**元の文章**
--

文明開化まで主食といえばご飯だった日本。欧米から主食として持ち込まれたパンを日本人好みに作り変えるだけでなく、あんを入れ、“お菓子”にしたのは木村屋初代の木村安兵衛でした。当時の常識を打破する考えから生まれた「酒種桜あんぱん」は、明治8年に明治天皇にも献上され、全国的な存在に。以降、関東大震災や幾多の戦争、生活様式の激変を経ても木村屋總本店は在り続けています。7代目の木村光伯さんにお話を伺う、連載3回目です。前編は、技と心を継承について、そして後編では、工場の様子を中心に紹介していきます。

木村光伯(きむら・みつのり)
1978年東京都生まれ。学習院大学在学中より木村屋總本店のパン工場でアルバイトを開始。卒業後は家業である、木村屋總本店に入社。専門学校や米国留学で本格的にパン作りを学ぶ。製造現場の他に、開発や販売の仕事にも従事し、2005年に取締役、2006年に常務取締役、その後7代目社長に就任する。

【前編はこちら】

――前編では「人を育てることが味を受け継ぐことにつながる」というお話をいただきました。そのための施策をお聞かせください。

--

**出された指示 A**
次の(i)〜(iii)が木村屋總本店の文章と合っているかを、それぞれ「はい」か「いいえ」で答えてください。決め手になる文章中の言葉もそのまま引用してください。
(i) 酒種桜あんぱんは明治8年に明治天皇に献上された。
(ii) 木村光伯さんは大学を卒業してから木村屋總本店のパン工場でアルバイトを始めた。
(iii) 木村光伯さんは2005年に常務取締役になった。
**出された指示 B**
木村屋總本店の文章で、木村屋總本店が経てきたものとして挙げられている出来事や変化をすべて書き出してください。
**出された指示 C**
木村屋總本店の文章を、最後の質問に続けて書き継いでください。
記録は使わなくてもかまいません。

--

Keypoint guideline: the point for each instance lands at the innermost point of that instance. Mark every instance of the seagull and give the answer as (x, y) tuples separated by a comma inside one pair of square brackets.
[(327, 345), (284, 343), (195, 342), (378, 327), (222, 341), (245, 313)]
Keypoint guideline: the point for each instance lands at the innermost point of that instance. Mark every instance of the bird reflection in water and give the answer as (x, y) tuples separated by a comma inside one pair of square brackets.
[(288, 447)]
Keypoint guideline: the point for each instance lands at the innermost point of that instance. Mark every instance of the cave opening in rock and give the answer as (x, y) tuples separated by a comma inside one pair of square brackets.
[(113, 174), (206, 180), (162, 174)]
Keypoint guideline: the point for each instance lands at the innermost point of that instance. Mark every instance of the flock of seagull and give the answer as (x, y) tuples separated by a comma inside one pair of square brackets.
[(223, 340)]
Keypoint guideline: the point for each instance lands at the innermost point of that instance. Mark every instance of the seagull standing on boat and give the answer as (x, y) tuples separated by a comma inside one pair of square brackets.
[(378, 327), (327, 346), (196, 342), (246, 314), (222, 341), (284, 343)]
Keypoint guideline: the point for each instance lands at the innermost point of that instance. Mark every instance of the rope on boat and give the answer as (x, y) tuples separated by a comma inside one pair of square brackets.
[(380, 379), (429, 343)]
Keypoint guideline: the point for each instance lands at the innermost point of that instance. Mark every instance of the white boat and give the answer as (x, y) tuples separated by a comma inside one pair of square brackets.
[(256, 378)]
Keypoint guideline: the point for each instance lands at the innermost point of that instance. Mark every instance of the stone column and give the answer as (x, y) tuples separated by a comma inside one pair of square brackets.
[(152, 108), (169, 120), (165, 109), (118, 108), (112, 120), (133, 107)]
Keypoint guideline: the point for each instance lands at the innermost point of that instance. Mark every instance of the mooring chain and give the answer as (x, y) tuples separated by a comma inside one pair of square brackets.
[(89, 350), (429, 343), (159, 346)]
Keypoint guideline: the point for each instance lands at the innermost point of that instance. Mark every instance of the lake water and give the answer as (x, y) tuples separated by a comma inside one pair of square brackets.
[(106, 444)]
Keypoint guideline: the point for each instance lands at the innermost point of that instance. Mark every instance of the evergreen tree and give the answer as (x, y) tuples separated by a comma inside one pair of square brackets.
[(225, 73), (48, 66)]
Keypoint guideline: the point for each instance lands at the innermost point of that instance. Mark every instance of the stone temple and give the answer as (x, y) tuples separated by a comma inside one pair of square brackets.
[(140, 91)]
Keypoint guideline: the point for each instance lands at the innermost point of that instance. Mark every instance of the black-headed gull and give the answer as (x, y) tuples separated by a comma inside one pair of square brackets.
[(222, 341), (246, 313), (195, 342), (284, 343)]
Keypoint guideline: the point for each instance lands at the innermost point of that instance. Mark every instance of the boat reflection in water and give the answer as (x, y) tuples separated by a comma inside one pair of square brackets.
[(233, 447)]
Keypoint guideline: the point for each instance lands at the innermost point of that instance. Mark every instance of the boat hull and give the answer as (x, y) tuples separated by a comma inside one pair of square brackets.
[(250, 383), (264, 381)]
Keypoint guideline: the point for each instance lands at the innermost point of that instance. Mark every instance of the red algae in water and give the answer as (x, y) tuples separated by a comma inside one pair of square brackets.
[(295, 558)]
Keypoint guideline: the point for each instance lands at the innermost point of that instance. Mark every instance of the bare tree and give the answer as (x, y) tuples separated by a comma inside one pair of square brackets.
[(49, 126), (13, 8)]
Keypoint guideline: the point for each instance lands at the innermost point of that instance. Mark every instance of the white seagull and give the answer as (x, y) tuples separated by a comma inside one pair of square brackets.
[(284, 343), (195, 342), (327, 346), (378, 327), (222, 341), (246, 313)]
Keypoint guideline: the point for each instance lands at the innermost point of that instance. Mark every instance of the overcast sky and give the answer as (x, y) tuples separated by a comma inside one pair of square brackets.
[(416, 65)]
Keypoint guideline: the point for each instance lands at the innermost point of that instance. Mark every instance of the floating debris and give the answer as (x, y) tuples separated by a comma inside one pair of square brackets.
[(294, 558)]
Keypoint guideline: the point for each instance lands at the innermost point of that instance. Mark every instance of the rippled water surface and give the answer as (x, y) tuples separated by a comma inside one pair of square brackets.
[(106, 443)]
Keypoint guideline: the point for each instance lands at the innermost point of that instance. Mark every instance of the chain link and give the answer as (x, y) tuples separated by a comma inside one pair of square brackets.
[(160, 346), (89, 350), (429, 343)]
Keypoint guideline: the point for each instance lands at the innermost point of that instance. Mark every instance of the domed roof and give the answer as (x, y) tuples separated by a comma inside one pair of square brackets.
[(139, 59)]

--

**指示への回答 A**
(i) はい:「明治8年に明治天皇にも献上され」
(ii) いいえ:「学習院大学在学中より木村屋總本店のパン工場でアルバイトを開始」
(iii) いいえ:「2005年に取締役、2006年に常務取締役」

**指示への回答 B**
・関東大震災
・幾多の戦争
・生活様式の激変

**指示への回答 C**
それは、やはりデータ化することなんです。誰でも同じようにパンを作れるように、精度が高い数字として蓄積をしています。
かつては師弟関係で「背中を見て覚えろ」という時代も続いていました。それも文化なのですが、少子高齢化時代も見えていましたし、それによる弊害もあります。

発酵が進み、ふっくらとしてきたパン生地。木村さんは指先で状態を読み取る。
工場の最も目立つ位置に掲示されていた張り紙。心をひとつにしてパン作りに取り組む。

そこで、それまでのマニュアルの精度を高めて、そこにデータの根拠をつけていくことにしました。従来のものをブラッシュアップし続けることは現在も行っています。
ただ、ものづくりというのは、毎日同じことを繰り返すことでもある。これにより、感覚を磨くのですが、途中で飽きてしまったり、やる気が続かないこともあります。そこで、個別に目標を立てる仕組みを作りました。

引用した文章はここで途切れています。